[Opening Record excerpts section]

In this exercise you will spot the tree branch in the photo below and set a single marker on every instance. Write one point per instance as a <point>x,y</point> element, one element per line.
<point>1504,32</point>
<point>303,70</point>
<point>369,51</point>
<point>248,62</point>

[Closing Record excerpts section]

### Exercise requirements:
Set down the entries again exactly as they are.

### Response below:
In this exercise you will spot the tree branch in the photo below and set a single marker on every instance. Write one point per instance as a <point>x,y</point> element, one element per line.
<point>1504,32</point>
<point>303,70</point>
<point>369,51</point>
<point>248,62</point>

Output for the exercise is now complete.